>>>

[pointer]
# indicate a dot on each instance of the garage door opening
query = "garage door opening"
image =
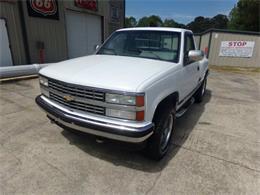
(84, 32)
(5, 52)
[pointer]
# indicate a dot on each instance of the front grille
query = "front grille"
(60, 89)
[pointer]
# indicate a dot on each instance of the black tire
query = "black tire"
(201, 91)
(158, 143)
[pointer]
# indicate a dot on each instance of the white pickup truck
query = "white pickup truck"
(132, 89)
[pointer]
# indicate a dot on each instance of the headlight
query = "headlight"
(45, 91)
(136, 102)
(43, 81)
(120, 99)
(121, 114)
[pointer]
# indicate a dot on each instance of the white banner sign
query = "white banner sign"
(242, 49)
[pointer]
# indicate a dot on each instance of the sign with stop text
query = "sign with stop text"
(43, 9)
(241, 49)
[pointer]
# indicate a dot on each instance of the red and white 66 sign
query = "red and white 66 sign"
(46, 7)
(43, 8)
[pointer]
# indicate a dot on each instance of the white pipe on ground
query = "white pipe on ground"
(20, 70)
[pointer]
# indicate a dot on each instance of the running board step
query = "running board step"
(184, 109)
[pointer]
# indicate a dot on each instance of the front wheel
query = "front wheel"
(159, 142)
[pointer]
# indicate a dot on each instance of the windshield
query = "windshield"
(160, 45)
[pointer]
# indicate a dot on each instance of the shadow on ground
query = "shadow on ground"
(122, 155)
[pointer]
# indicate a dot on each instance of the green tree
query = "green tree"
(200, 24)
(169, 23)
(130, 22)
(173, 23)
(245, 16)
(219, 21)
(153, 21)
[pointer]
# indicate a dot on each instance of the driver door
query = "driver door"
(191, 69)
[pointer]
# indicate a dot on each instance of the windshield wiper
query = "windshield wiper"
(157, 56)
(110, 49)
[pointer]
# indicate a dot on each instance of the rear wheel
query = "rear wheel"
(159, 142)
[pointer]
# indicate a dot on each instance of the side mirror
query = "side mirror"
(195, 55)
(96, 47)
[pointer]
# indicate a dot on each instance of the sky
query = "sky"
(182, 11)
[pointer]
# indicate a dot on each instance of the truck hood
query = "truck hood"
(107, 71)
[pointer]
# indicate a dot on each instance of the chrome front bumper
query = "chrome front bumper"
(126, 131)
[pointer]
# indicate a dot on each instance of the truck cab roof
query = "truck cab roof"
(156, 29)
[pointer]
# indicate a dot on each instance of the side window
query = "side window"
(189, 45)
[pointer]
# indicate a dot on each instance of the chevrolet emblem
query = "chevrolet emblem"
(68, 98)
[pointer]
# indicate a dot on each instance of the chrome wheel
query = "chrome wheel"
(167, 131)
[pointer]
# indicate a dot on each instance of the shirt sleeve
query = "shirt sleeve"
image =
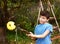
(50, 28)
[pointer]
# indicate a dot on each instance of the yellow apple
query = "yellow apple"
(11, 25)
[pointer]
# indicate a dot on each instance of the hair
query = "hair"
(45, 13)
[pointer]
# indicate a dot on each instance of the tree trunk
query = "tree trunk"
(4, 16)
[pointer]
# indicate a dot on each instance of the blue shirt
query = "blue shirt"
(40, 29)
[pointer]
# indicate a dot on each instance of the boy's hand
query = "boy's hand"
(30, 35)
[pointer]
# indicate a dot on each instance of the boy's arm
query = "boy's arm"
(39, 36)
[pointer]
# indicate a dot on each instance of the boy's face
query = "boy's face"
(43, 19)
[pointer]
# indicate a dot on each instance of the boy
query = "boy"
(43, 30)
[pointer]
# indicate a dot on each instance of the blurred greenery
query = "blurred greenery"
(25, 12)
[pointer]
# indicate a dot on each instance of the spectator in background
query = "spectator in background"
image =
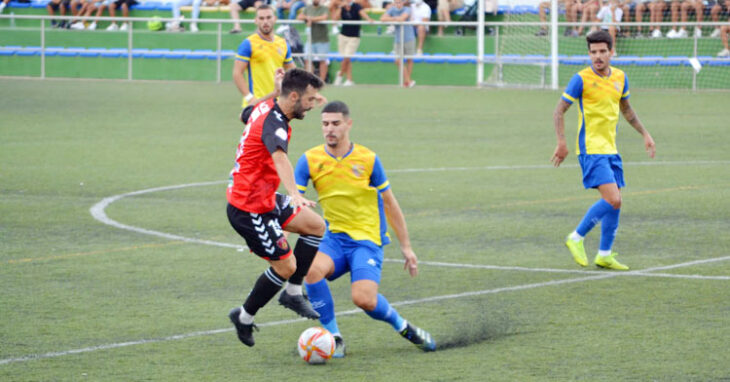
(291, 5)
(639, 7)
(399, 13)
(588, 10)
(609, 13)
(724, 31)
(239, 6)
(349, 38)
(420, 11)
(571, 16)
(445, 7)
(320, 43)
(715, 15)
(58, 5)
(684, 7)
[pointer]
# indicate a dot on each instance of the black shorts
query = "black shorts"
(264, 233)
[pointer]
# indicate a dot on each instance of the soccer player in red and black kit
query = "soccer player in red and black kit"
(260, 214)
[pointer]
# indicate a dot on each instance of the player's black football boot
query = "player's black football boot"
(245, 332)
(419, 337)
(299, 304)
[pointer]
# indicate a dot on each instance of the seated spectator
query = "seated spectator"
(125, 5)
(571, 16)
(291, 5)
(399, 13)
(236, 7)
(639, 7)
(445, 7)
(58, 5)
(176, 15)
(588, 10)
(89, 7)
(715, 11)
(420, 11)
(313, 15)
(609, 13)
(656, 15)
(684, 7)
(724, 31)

<<<

--- What is needed ---
Report each line of the data above that contains the word "emblem", treating uppercase and lowercase as different.

--- Full answer ---
# indicate a dot on each instance of the chevrolet emblem
query = "chevrolet emblem"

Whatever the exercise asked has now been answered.